● **Work to be completed**: Carry on the news report about Shahid Khan's offer to buy Wembley Stadium, picking up right after its last sentence.

● **Extract provided**:
>>>

(Reuters) - The sale of Wembley would be a boost to England’s goal of winning a World Cup, the stadium’s potential new owner Shahid Khan has said, adding that the iconic venue would remain the home of English football under the proposed deal.
The U.S. billionaire, who owns the NFL’s Jacksonville Jaguars, has made an offer to buy Wembley from the English Football Association (FA) in a deal reported to be worth up to 1 billion pounds ($1.38 billion).
Under the plan, the FA would keep Wembley as the main venue to host national games and cup matches and Khan said the name of the stadium would not change.
“Wembley is the essence, the cradle of English football,” Khan told the BBC. “We would very much like for England matches and cup finals to be played at Wembley, that is the DNA.
“(The FA) will have a pool of money of about 600 million pounds that can be invested into the core mission of the FA, which is English football and their ultimate goal of winning a World Cup.”

<<<

● **Extracted records**:
>>>

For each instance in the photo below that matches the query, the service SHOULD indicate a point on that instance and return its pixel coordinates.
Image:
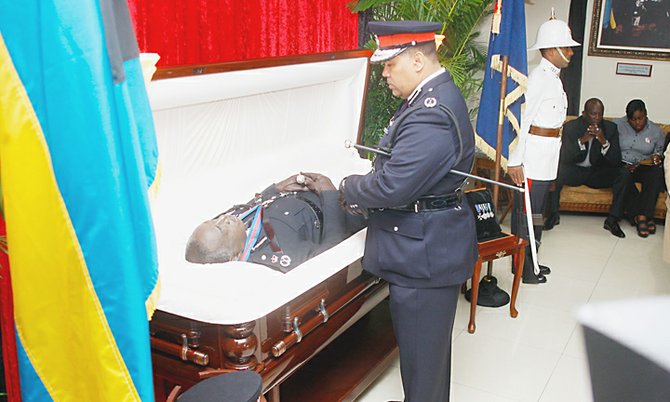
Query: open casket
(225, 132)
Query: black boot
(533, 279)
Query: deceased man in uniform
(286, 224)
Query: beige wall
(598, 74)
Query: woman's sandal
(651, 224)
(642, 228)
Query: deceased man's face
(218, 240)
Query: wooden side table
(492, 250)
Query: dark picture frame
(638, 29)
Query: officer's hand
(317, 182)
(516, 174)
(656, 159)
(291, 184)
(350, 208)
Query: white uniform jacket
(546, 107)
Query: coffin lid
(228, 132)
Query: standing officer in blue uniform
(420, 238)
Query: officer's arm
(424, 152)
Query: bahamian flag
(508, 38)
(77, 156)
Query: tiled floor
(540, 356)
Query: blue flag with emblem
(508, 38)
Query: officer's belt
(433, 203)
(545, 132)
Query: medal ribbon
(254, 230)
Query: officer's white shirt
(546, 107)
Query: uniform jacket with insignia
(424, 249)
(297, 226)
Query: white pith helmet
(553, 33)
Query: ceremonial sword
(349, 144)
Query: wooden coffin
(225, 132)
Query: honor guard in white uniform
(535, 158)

<<<
>>>

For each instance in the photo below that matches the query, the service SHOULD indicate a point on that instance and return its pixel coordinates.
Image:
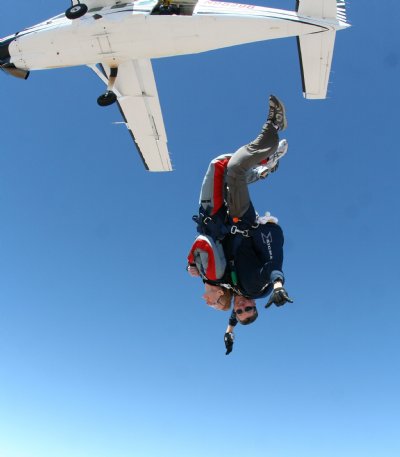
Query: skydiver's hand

<<<

● **Result for this exercise**:
The 90,000-seater stadium was reopened in 2007 after being rebuilt at a cost of 757 million pounds on the site of the original ground where England won the World Cup in 1966.
Khan, who also owns Championship side Fulham, said: “Wembley is a great stadium and you want to get it configured to hold Super Bowl and World Cup finals.”
He added that he would look into the possibility of installing a roof, and that Chelsea would be “welcome” to use the stadium as their temporary home when they leave Stamford Bridge during its redevelopment, which is expected to begin in 2020.
“Personally, I have not spoken to Chelsea, but the CEO of Fulham has spoken to his counterpart at Chelsea,” he said.
“It was never an issue to us. Chelsea has been a great club and those relationships go back a long time.”